Page text ->

Assume we know that $f:X \rightarrow Y$ is invertable iff it is a bijection and we know that the inverse is also a bijection as well as the fact that inverse functions are unique.

Exercise: Show given $f:A \rightarrow B $ and $g:B\rightarrow C $, bijections and given that both $f^{-1} \ \text{and} \ g^{-1}$ then $$(g\circ f)^{-1} = f^{-1} \circ g^{-1}$$

Claim: Let $f:A \rightarrow B $ be bijective, then $ (f^{-1})^{-1} = f$

Let $g = f^{-1} $. By a theorem seen in class, g is bijective and also has an inverse. Moreover, $g:B\rightarrow A $

let $h=g^{-1}$ then by definition we get that $h:A \rightarrow B$ and h bijective.

since $h$ is the inverse of $g$ then we get the following results

$$g\circ h = ID_{A} \ \text{and} \ h\circ g = ID_{B}$$

since $g$ is the inverse of $f$ it also follows that

$$g\circ f = ID_{A} \ \text{and} \ f\circ g = ID_{B}$$

then $h=f$ since inverses are unique and thus $(f^{-1})^{-1} = g^{-1} = h = f$

Corollary: if $f$ is a bijection and $g$ is its inverse then $g^{-1} = f$

This follows directly from the proof above.

Data provided ->
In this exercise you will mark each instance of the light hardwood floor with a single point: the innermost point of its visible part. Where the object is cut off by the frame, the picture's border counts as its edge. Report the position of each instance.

Task to carry out ->
Answer these questions from the text on inverses of bijections, one answer per line:
1. Between which sets does g map, once g is set equal to the inverse of f?
2. What reason does the text give for concluding that h equals f?
3. What does the corollary state?

Answer for the task ->
1. g maps from B to A.
2. Inverses are unique.
3. If f is a bijection and g is its inverse, then the inverse of g is f.